**Aim:** Pick out every line of the records below that contains the word "rock", matching case exactly, and copy those lines.

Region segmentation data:
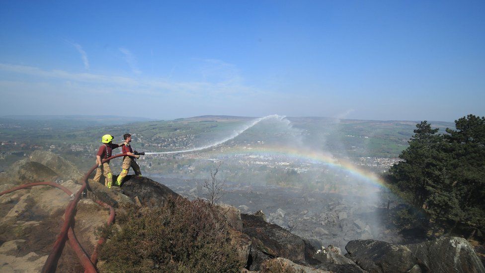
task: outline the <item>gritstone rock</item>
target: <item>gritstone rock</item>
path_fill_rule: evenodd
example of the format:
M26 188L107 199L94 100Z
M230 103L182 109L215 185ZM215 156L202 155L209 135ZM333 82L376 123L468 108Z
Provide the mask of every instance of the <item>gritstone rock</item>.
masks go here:
M288 273L330 273L328 271L298 265L284 258L278 258L264 262L261 265L261 273L287 272Z
M34 151L29 159L45 165L66 180L80 180L83 176L74 164L51 152Z
M180 196L162 184L138 176L127 176L121 189L123 194L132 199L138 196L142 205L149 206L163 205L169 196Z
M241 212L237 208L226 204L218 204L217 210L228 220L233 228L242 231L242 220L241 220Z
M340 249L330 245L317 252L314 258L321 263L315 267L336 273L362 273L365 272L355 263L342 255Z
M357 240L345 248L348 258L370 272L485 272L470 244L461 238L405 245Z
M318 262L312 258L316 250L302 238L255 215L242 214L241 218L243 232L261 243L253 243L253 247L268 257L283 257L299 263Z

**Answer for the task:**
task: outline the <item>gritstone rock</item>
target: <item>gritstone rock</item>
Provide the mask of every instance of the <item>gritstone rock</item>.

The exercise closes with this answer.